(Beginning of MATERIAL FOR THIS EXERCISE)

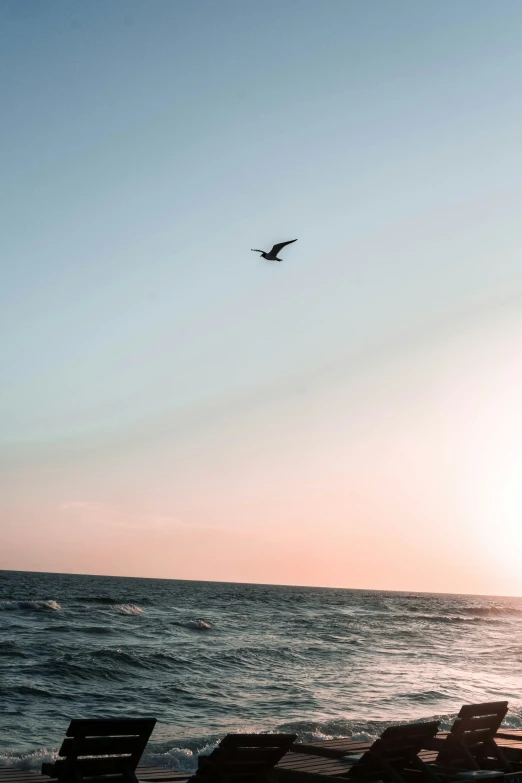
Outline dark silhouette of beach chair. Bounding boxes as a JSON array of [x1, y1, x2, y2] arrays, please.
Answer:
[[195, 734, 297, 783], [342, 722, 441, 782], [42, 718, 157, 783], [428, 702, 512, 772], [277, 722, 441, 783]]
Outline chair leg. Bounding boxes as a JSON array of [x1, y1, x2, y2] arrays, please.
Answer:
[[124, 767, 140, 783], [490, 740, 512, 772], [457, 741, 480, 771]]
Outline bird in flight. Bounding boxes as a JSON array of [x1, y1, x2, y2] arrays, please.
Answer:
[[251, 239, 297, 262]]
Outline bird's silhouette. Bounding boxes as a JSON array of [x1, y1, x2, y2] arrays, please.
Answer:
[[251, 239, 297, 262]]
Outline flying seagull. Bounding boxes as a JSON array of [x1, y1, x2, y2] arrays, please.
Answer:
[[251, 239, 297, 262]]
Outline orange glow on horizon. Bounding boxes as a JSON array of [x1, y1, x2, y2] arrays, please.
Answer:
[[3, 307, 522, 597]]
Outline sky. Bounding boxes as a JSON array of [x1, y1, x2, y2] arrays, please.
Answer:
[[2, 0, 522, 595]]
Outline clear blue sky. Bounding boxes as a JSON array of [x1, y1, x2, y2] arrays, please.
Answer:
[[2, 1, 522, 593]]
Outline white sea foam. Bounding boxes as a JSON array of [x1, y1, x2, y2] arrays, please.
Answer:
[[143, 746, 201, 774], [3, 570, 522, 769], [174, 618, 212, 630], [116, 604, 143, 615], [0, 748, 58, 770], [186, 619, 211, 630], [43, 600, 61, 611]]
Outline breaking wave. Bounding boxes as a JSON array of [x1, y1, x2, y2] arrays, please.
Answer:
[[116, 604, 143, 615], [79, 596, 154, 607], [3, 570, 522, 769], [0, 599, 60, 612], [0, 748, 58, 771], [175, 618, 212, 631], [460, 605, 522, 616]]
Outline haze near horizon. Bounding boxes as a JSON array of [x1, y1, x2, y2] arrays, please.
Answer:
[[2, 0, 522, 595]]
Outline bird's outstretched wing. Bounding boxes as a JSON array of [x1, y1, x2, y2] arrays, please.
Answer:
[[251, 249, 263, 253], [270, 239, 298, 255]]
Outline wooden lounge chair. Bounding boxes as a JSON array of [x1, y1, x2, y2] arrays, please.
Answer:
[[42, 718, 157, 783], [277, 722, 441, 783], [195, 734, 297, 783], [426, 702, 513, 772]]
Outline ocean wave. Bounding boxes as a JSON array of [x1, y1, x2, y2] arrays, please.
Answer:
[[0, 748, 58, 771], [174, 619, 212, 631], [116, 604, 143, 614], [26, 647, 192, 681], [29, 657, 129, 683], [460, 605, 522, 617], [400, 602, 522, 619], [143, 742, 217, 774], [80, 596, 127, 605], [79, 596, 154, 607], [0, 684, 54, 698], [389, 612, 502, 625], [501, 710, 522, 730], [3, 571, 522, 766], [0, 599, 60, 612], [90, 648, 147, 668], [0, 640, 28, 658]]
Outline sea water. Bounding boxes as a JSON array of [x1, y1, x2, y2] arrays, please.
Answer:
[[1, 570, 521, 772]]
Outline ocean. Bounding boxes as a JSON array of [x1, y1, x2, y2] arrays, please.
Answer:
[[1, 570, 522, 773]]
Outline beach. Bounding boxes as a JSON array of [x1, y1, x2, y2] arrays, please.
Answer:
[[2, 570, 522, 773]]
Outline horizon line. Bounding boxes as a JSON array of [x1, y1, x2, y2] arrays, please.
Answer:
[[2, 566, 521, 601]]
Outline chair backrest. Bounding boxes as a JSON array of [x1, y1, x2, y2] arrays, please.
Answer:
[[42, 718, 157, 783], [348, 722, 441, 781], [196, 734, 297, 781], [436, 702, 509, 768]]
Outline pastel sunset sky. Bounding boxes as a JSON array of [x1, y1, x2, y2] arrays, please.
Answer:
[[2, 0, 522, 595]]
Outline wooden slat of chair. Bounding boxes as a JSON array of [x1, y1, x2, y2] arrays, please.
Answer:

(End of MATERIAL FOR THIS EXERCISE)

- WHAT TO WORK ON: From the data, collect all lines where the string "wave" appears.

- WRITTEN ANSWER:
Outline breaking wave. Bounding boxes as a JSON array of [x1, y1, x2, y2] arrays, please.
Outline ocean wave. Bounding boxes as a JSON array of [x1, y1, x2, y2] arrays, please.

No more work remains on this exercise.